WORK TO BE COMPLETED
Every single entry should be printed exactly.

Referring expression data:
________________________________________

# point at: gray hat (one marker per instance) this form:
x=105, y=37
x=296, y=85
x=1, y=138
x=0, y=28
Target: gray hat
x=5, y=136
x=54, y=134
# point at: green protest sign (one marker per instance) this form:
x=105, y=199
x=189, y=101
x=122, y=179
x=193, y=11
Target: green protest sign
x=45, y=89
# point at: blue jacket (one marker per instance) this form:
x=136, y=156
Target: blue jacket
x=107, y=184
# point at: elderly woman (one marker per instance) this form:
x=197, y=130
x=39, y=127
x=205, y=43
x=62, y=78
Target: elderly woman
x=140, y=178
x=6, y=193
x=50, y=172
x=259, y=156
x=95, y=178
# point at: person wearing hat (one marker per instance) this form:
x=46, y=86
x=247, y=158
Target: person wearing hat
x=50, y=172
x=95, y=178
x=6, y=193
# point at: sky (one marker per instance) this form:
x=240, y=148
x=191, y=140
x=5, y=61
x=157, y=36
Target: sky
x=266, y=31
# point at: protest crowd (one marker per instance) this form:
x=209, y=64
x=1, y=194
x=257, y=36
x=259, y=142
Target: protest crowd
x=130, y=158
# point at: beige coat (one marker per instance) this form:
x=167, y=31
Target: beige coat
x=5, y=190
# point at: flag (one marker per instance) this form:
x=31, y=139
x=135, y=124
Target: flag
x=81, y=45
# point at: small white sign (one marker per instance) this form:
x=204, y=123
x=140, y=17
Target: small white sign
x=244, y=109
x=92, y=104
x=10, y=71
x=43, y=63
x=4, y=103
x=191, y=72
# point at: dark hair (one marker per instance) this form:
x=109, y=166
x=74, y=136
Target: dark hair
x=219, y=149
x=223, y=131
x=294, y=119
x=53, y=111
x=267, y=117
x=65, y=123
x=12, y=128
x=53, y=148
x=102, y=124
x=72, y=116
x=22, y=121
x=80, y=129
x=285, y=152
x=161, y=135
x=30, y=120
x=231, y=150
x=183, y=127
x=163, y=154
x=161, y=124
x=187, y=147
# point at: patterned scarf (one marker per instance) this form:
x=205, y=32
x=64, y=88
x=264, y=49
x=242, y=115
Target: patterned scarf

________________________________________

RESPONSE BELOW
# point at: gray hat (one marker per instance) this form:
x=105, y=37
x=296, y=85
x=1, y=138
x=0, y=28
Target: gray hat
x=5, y=136
x=54, y=134
# point at: green protest sign (one marker per instance) this form:
x=105, y=199
x=189, y=101
x=122, y=179
x=193, y=11
Target: green protest sign
x=45, y=89
# point at: blue jacket (one marker per instance) this form:
x=136, y=156
Target: blue jacket
x=107, y=184
# point at: elderly woman (one marker per instance) this form:
x=197, y=130
x=39, y=127
x=205, y=43
x=62, y=78
Target: elderly woman
x=140, y=178
x=6, y=193
x=50, y=172
x=259, y=156
x=95, y=178
# point at: person wearing hat (one marker per instance) this form:
x=46, y=86
x=247, y=158
Target: person wearing hat
x=50, y=172
x=95, y=178
x=6, y=193
# point at: sky (one marker per instance) this form:
x=240, y=148
x=191, y=140
x=5, y=61
x=157, y=36
Target: sky
x=266, y=31
# point at: protest crowd (one marker per instance) this form:
x=209, y=64
x=1, y=194
x=257, y=36
x=259, y=142
Target: protest crowd
x=130, y=158
# point at: beige coat (one marker per instance) this form:
x=167, y=31
Target: beige coat
x=5, y=190
# point at: flag (one marker per instance) this form:
x=31, y=139
x=135, y=124
Target: flag
x=81, y=45
# point at: small white sign (one marker per instance) this form:
x=204, y=123
x=140, y=17
Target: small white sign
x=244, y=109
x=92, y=104
x=10, y=71
x=43, y=63
x=4, y=103
x=191, y=72
# point at: dark hair (one marker per instance) this form:
x=109, y=166
x=74, y=136
Target: dark hair
x=219, y=149
x=223, y=131
x=294, y=119
x=53, y=111
x=267, y=117
x=65, y=123
x=12, y=128
x=53, y=148
x=102, y=124
x=72, y=116
x=22, y=121
x=80, y=129
x=285, y=152
x=161, y=135
x=30, y=120
x=231, y=150
x=183, y=127
x=163, y=154
x=161, y=124
x=187, y=147
# point at: patterned scarf (one marker per instance) this form:
x=205, y=32
x=64, y=88
x=264, y=49
x=242, y=115
Target: patterned scarf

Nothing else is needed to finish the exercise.